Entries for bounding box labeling
====================

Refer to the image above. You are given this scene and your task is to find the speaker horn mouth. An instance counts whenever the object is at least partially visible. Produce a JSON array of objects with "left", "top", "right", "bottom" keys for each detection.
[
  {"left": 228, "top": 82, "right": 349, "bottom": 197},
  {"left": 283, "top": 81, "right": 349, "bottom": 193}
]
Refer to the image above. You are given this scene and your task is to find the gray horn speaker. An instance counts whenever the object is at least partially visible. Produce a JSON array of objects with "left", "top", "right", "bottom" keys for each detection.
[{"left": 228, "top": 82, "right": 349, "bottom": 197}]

====================

WHAT IS EXPECTED:
Pick out every line in the records that contains the string "your" and copy each such line in full. Case counts.

EXPECTED ANSWER:
Refer to the image above. You are given this scene and your task is to find the speaker horn mouth. An instance counts whenever the object is at least partially visible. Produce a JSON array of objects with "left", "top", "right", "bottom" keys for each detection.
Refer to the image above. You are given this scene and your task is to find the gray horn speaker. An instance counts whenever the object is at least partially visible. Produce a JSON array of objects with "left", "top", "right", "bottom" keys for each detection.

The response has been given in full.